(Records from an annotation dataset)
* * * * * * * * *

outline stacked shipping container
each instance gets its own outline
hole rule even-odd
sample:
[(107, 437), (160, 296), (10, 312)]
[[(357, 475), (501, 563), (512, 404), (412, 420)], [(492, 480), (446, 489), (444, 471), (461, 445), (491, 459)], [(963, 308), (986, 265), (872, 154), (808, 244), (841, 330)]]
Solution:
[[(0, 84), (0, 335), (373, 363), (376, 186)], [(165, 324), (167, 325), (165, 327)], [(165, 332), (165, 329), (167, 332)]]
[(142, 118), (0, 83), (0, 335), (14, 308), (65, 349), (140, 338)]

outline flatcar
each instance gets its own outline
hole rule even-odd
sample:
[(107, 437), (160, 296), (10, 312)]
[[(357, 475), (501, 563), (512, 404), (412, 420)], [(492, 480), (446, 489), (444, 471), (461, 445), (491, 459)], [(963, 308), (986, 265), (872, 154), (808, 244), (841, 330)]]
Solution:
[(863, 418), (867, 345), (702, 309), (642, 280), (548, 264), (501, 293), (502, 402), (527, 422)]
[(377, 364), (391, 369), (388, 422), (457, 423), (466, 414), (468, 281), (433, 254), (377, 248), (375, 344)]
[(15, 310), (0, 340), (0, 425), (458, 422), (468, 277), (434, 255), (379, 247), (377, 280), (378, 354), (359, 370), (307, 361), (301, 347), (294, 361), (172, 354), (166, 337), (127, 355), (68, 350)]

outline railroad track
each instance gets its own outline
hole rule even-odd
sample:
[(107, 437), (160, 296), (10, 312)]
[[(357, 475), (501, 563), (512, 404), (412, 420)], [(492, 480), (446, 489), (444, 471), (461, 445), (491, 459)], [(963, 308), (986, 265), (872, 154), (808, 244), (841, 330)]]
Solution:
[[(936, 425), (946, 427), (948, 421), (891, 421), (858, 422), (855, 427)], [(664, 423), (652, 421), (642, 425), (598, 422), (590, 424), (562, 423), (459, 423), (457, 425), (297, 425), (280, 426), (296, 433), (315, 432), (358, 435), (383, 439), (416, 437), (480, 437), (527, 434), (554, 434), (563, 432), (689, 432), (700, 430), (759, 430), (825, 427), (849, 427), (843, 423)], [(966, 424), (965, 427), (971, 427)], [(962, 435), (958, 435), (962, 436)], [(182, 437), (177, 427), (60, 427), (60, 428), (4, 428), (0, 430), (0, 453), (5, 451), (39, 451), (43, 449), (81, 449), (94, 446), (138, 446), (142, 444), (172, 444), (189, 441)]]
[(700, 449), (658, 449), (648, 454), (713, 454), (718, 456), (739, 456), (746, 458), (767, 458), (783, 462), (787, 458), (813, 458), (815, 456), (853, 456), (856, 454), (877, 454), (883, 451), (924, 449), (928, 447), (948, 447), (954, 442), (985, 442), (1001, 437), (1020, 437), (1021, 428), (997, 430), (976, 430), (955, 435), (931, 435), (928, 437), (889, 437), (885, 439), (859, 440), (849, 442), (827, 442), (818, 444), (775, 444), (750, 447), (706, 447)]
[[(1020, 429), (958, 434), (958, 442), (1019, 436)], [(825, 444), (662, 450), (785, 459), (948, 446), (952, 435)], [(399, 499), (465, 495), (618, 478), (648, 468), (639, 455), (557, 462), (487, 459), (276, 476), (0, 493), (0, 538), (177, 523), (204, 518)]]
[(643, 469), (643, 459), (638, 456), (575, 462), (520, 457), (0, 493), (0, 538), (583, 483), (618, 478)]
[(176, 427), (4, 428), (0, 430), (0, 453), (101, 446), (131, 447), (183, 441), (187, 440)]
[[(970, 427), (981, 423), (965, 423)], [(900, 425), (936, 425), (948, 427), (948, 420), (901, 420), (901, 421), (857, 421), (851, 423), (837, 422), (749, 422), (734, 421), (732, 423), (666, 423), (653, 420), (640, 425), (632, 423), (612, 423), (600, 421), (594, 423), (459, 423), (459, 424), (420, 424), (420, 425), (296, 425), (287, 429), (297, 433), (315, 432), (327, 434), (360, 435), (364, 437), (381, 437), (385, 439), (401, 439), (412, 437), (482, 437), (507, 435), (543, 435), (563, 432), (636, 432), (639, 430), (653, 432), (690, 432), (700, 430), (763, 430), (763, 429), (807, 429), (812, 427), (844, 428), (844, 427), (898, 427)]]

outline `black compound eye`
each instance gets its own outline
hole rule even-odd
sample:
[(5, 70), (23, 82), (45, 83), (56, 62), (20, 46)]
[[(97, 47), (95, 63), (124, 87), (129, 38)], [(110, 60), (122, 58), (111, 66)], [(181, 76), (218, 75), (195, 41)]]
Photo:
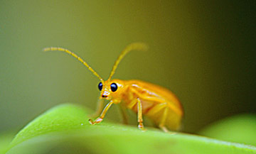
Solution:
[(112, 83), (110, 85), (111, 90), (114, 92), (117, 90), (117, 85), (115, 83)]
[(100, 82), (99, 85), (98, 85), (98, 88), (100, 89), (100, 91), (101, 91), (102, 89), (102, 82)]

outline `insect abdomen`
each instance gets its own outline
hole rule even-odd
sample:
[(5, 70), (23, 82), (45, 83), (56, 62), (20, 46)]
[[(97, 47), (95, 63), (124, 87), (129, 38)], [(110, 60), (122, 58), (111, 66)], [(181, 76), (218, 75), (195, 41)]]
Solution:
[[(164, 109), (167, 109), (167, 116), (164, 126), (173, 131), (179, 128), (183, 110), (178, 99), (174, 94), (165, 88), (139, 80), (130, 80), (127, 82), (129, 82), (129, 87), (123, 98), (127, 106), (129, 106), (134, 99), (140, 99), (143, 115), (149, 117), (157, 126), (160, 124)], [(132, 90), (132, 89), (133, 89)], [(147, 97), (152, 99), (145, 100), (144, 98)], [(130, 106), (129, 109), (137, 113), (137, 104), (132, 107)]]

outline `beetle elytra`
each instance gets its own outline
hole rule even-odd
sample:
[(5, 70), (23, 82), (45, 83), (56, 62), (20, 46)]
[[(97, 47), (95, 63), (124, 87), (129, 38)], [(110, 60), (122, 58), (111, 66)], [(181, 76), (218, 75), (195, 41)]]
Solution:
[[(113, 104), (119, 104), (124, 118), (124, 123), (127, 123), (126, 109), (137, 113), (138, 127), (144, 130), (142, 115), (148, 116), (164, 131), (169, 129), (178, 130), (183, 115), (181, 104), (177, 97), (169, 89), (160, 86), (140, 80), (112, 79), (116, 69), (122, 59), (131, 50), (146, 50), (144, 43), (134, 43), (127, 46), (115, 61), (109, 78), (103, 79), (74, 53), (62, 48), (46, 48), (43, 50), (59, 50), (65, 52), (80, 61), (88, 70), (97, 77), (100, 82), (98, 88), (100, 91), (100, 101), (95, 114), (98, 116), (95, 121), (89, 119), (91, 124), (100, 123), (107, 110)], [(109, 100), (103, 109), (103, 99)]]

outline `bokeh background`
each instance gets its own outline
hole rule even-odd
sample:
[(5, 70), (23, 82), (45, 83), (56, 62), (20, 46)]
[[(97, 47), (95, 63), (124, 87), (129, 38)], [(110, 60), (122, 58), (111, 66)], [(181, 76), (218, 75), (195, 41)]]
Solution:
[[(18, 131), (57, 104), (95, 109), (98, 79), (60, 46), (107, 79), (138, 79), (173, 91), (183, 104), (183, 131), (256, 112), (255, 1), (0, 1), (0, 132)], [(131, 114), (131, 123), (136, 116)], [(119, 122), (113, 106), (107, 118)]]

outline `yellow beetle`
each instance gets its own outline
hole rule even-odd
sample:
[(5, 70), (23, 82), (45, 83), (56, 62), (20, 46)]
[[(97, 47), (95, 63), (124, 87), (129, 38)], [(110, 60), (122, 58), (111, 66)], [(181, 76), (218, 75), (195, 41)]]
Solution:
[[(177, 131), (181, 126), (183, 111), (180, 101), (171, 91), (140, 80), (112, 79), (119, 63), (126, 54), (133, 50), (146, 50), (146, 49), (147, 46), (142, 43), (129, 45), (115, 61), (110, 77), (106, 81), (104, 81), (81, 57), (67, 49), (51, 47), (46, 48), (43, 50), (60, 50), (71, 55), (100, 79), (98, 88), (100, 91), (100, 97), (95, 113), (95, 115), (99, 117), (95, 121), (89, 119), (91, 124), (100, 123), (111, 105), (116, 104), (119, 104), (125, 123), (127, 123), (125, 109), (127, 108), (137, 113), (138, 127), (141, 130), (144, 130), (142, 118), (142, 115), (144, 115), (165, 132), (167, 132), (168, 129)], [(103, 101), (102, 100), (103, 99), (110, 100), (110, 101), (102, 111)]]

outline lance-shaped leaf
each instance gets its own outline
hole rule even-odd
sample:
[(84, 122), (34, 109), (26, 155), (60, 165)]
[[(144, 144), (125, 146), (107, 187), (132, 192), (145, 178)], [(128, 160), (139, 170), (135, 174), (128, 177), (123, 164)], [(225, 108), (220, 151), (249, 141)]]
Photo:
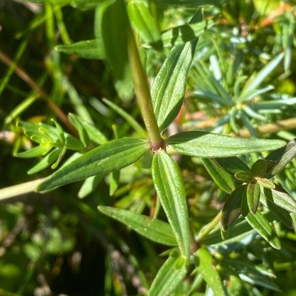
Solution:
[(224, 231), (239, 217), (241, 213), (241, 200), (246, 186), (241, 185), (228, 196), (224, 204), (221, 215), (221, 226)]
[(152, 43), (155, 48), (162, 49), (160, 32), (148, 7), (143, 1), (130, 1), (127, 13), (132, 26), (147, 43)]
[(248, 222), (273, 248), (281, 248), (280, 240), (276, 236), (268, 220), (259, 211), (256, 214), (249, 213), (246, 217)]
[[(198, 11), (190, 22), (200, 21)], [(170, 52), (151, 88), (153, 110), (161, 131), (178, 114), (184, 98), (186, 80), (193, 57), (197, 40), (176, 45)]]
[(57, 148), (46, 154), (36, 165), (31, 168), (28, 171), (29, 175), (35, 174), (47, 168), (54, 162), (58, 158), (61, 152), (61, 148)]
[(270, 61), (267, 65), (264, 67), (256, 75), (251, 78), (252, 80), (247, 81), (242, 91), (241, 96), (248, 93), (250, 91), (256, 89), (263, 80), (272, 72), (275, 67), (280, 63), (284, 57), (284, 53), (282, 53)]
[(104, 60), (106, 58), (103, 44), (101, 43), (100, 45), (95, 39), (79, 41), (71, 44), (60, 44), (56, 45), (54, 49), (60, 52), (75, 54), (84, 59)]
[(154, 187), (175, 233), (181, 254), (189, 257), (189, 232), (184, 184), (177, 165), (166, 152), (157, 152), (152, 162)]
[(197, 270), (213, 290), (216, 296), (224, 296), (223, 286), (219, 272), (213, 264), (211, 253), (205, 248), (201, 248), (195, 253)]
[(279, 173), (294, 157), (296, 157), (296, 139), (290, 141), (285, 147), (274, 151), (265, 157), (275, 162), (268, 171), (267, 177), (271, 178)]
[(258, 159), (252, 166), (251, 171), (254, 176), (264, 177), (274, 165), (274, 163), (272, 161), (266, 159)]
[(276, 185), (274, 189), (260, 187), (261, 196), (290, 213), (296, 214), (296, 201), (284, 189)]
[(86, 178), (79, 189), (78, 197), (79, 198), (84, 198), (93, 192), (104, 176), (104, 175), (96, 175)]
[[(187, 272), (185, 263), (176, 266), (180, 258), (169, 257), (160, 267), (151, 285), (148, 296), (169, 296)], [(179, 265), (179, 264), (178, 264)], [(179, 267), (179, 268), (177, 268)]]
[(31, 149), (27, 150), (26, 151), (24, 151), (23, 152), (16, 153), (14, 154), (14, 156), (17, 157), (23, 157), (24, 158), (37, 157), (38, 156), (40, 156), (41, 155), (45, 155), (51, 148), (52, 147), (50, 146), (49, 144), (46, 146), (40, 145), (40, 146), (31, 148)]
[(227, 193), (231, 193), (235, 188), (234, 180), (216, 159), (202, 158), (203, 164), (216, 184)]
[(293, 220), (290, 216), (289, 212), (286, 210), (276, 205), (273, 201), (271, 192), (270, 194), (267, 192), (267, 195), (269, 198), (267, 198), (264, 194), (263, 194), (263, 188), (260, 194), (260, 202), (266, 208), (267, 208), (279, 221), (281, 221), (288, 227), (293, 228)]
[(223, 169), (232, 176), (239, 172), (251, 172), (249, 167), (236, 156), (217, 158), (217, 161)]
[(204, 20), (197, 23), (183, 25), (170, 29), (161, 34), (165, 47), (183, 44), (199, 37), (214, 25), (213, 20)]
[(258, 183), (249, 183), (247, 185), (247, 200), (251, 212), (256, 213), (260, 199), (260, 185)]
[[(270, 213), (264, 213), (263, 216), (268, 220), (273, 219), (274, 216)], [(243, 217), (240, 218), (227, 231), (227, 237), (223, 240), (221, 237), (220, 224), (212, 230), (203, 240), (203, 243), (208, 246), (221, 246), (222, 245), (241, 243), (242, 240), (251, 233), (254, 233), (254, 228)]]
[(68, 117), (69, 119), (70, 117), (72, 117), (72, 118), (74, 117), (77, 121), (79, 121), (80, 124), (84, 127), (89, 138), (89, 140), (94, 143), (101, 145), (108, 142), (108, 139), (106, 138), (106, 136), (93, 124), (83, 119), (80, 117), (71, 113), (69, 114)]
[(177, 245), (175, 235), (168, 223), (123, 209), (103, 206), (98, 207), (98, 209), (149, 239), (169, 246)]
[(126, 167), (138, 160), (147, 150), (147, 142), (132, 138), (114, 140), (83, 154), (47, 178), (37, 188), (44, 191)]
[(182, 154), (203, 158), (224, 157), (272, 150), (286, 144), (280, 140), (246, 139), (197, 131), (176, 134), (166, 142)]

* * * * * * * * *

__Problem statement__:
Edit the entries from the beginning of the records through the line containing "355), (68, 350)]" by replacing "flatcar" with "railcar". Reproduce those lines with everything else unchanged.

__Result__:
outline stacked shipping container
each instance gets its own outline
hole rule even-odd
sample:
[(107, 437), (160, 296), (10, 312)]
[[(357, 475), (501, 563), (512, 404), (412, 420)], [(492, 480), (446, 489), (444, 471), (461, 445), (491, 459)], [(963, 308), (986, 265), (872, 154), (808, 244), (841, 330)]]
Solution:
[[(0, 84), (0, 335), (373, 363), (376, 186)], [(165, 324), (167, 325), (165, 327)], [(165, 332), (165, 329), (167, 332)]]
[(142, 118), (0, 83), (0, 335), (14, 308), (65, 349), (140, 338)]

outline railcar
each instance gets its own outline
hole rule even-odd
sample:
[(107, 437), (160, 296), (10, 312)]
[[(357, 475), (501, 563), (512, 404), (412, 420)], [(492, 480), (446, 489), (444, 471), (461, 445), (491, 459)], [(963, 308), (986, 265), (872, 154), (808, 244), (841, 330)]]
Solution:
[(863, 418), (867, 345), (702, 309), (642, 280), (548, 264), (501, 293), (502, 402), (527, 422)]
[(377, 364), (391, 369), (388, 422), (457, 423), (466, 414), (468, 281), (433, 254), (377, 248), (375, 344)]
[(15, 310), (0, 340), (0, 425), (458, 422), (468, 277), (434, 255), (379, 247), (377, 280), (378, 354), (359, 370), (307, 361), (301, 347), (294, 361), (172, 354), (166, 337), (127, 355), (68, 350)]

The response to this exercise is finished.